Task objective — Copy out the records so that each line matches the original.

[Stored items]
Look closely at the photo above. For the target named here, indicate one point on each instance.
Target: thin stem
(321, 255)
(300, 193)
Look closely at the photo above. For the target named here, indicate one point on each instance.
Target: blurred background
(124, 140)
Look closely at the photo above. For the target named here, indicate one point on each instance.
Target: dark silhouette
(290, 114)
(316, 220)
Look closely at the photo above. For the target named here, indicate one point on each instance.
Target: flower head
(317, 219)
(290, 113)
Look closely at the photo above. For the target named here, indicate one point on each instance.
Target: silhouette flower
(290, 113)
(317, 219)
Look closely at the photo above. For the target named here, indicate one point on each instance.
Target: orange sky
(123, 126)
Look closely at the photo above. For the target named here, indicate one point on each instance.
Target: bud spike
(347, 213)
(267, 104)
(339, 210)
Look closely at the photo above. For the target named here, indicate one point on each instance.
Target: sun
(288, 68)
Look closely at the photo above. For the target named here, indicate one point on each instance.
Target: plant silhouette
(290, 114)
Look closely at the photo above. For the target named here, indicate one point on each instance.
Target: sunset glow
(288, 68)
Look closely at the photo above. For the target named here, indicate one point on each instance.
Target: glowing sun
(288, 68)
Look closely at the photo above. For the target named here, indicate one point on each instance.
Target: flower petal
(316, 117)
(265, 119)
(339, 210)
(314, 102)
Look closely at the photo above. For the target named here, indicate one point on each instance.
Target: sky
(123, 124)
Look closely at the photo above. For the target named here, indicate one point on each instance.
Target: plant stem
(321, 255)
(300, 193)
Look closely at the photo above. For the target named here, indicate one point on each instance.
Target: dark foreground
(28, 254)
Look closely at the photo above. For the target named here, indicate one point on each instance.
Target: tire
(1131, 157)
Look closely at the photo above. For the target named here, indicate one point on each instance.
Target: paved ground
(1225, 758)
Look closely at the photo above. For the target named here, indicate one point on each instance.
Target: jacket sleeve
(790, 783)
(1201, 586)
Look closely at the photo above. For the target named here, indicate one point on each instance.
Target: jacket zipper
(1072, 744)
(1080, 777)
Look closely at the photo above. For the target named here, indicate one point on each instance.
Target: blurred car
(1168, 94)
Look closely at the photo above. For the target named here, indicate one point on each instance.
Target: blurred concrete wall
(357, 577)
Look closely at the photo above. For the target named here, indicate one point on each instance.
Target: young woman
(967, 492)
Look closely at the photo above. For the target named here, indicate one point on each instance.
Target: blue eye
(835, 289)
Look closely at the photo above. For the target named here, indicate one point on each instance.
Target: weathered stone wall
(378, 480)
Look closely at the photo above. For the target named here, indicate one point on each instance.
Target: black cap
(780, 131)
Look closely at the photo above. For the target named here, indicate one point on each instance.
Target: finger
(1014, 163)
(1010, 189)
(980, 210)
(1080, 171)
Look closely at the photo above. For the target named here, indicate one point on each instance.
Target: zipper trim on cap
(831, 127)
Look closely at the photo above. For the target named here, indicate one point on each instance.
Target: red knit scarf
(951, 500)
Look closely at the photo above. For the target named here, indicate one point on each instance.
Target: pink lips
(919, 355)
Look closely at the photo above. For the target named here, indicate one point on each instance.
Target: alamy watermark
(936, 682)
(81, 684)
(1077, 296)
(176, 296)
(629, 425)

Your response —
Look closely at the photo above. For the target named here, indicate one point on each instance.
Target: thin stem
(321, 255)
(300, 193)
Look closely at the photo above. For the target named here, indicate one point on each instance.
Target: blurred background
(124, 140)
Look closely at the photo above. For the target named here, indicate one point on each instance.
Target: dark silhouette
(290, 114)
(316, 220)
Look closely at the photo above. For the target named here, indicate one point on each instance.
Target: flower head
(317, 219)
(290, 113)
Look closely at the photo above. For the target named here, indicate one point on each instance.
Target: silhouette flower
(290, 113)
(317, 219)
Look closely at the photo above. For the target named here, indicate one point on each instance.
Target: orange sky
(123, 126)
Look closely at the photo above. For the target named here, indicate one point on each instance.
Target: bud spike
(347, 213)
(267, 104)
(339, 210)
Look closely at the photo above. For the target named here, indicate one point on each instance.
Target: sun
(288, 68)
Look closely at the photo above. For the target named here, indicate one point on each instance.
Target: plant silhouette
(290, 114)
Look closely at the photo above. For the target named here, indicate one point on each instance.
Target: sunset glow
(288, 68)
Look closely at the photo above. For the target named here, indicate one point on each instance.
Target: glowing sun
(288, 68)
Look closely at the photo above. For the target named here, indicate one point on each instance.
Target: flower petal
(316, 117)
(265, 119)
(339, 210)
(314, 102)
Look closely at the photo above. For the target named here, indicate one point on each instance.
Target: sky
(123, 124)
Look closely at the photo above. For the target named here, indicate one point on each instance.
Target: plant stem
(321, 255)
(300, 193)
Look closely at the photo above. For the target named here, indicate one point on each instance.
Target: dark foreground
(28, 254)
Look closely at the photo above. For the target named here, indicate one point on each instance.
Target: tire
(1131, 157)
Look closely at the photo above. For the target named here, indicate one point on each instance.
Target: paved ground
(1225, 758)
Look closely at the photo above. For the target named here, indicate one point on each instance.
Target: jacket sleeve
(790, 783)
(1201, 586)
Look closely at the photo above. For the target named here, indicate one point on each instance.
Target: jacket zipper
(1072, 744)
(1080, 777)
Look closely at the photo above. For the target named here, indicate one point on each instance.
Target: blurred car
(1168, 94)
Look closely at the photo above. For the target named here, indicate one point on each instance.
Target: blurred concrete wall
(357, 577)
Look closely at the photo above. For the target named here, indicate one point on each instance.
Target: young woman
(967, 492)
Look closely at the photo above. For the target named here, indicate one point on each instance.
Target: blue eye
(835, 289)
Look closely at the photo above. For the target named here, indicate one point on each instance.
Target: weathered stone wall
(378, 480)
Look closely at the photo above. For the target named here, indicate one point on each instance.
Target: black cap
(780, 131)
Look closely at the photo above. For the target named here, indicate one point on each instance.
Target: finger
(1014, 163)
(1010, 189)
(980, 210)
(1080, 171)
Look closely at the photo above. For the target named here, indicate one point on each instance.
Target: zipper trim on cap
(831, 127)
Look closely at the photo above. For the target named here, indicate one point on each instance.
Target: red knit scarf
(951, 500)
Look closely at the photo above. For the target named here, indicate one point on each instance.
Target: pink lips
(919, 355)
Look closely at the photo above. For the target named here, indicate one point on each instance.
Target: alamy watermark
(936, 682)
(81, 684)
(1077, 296)
(176, 296)
(629, 425)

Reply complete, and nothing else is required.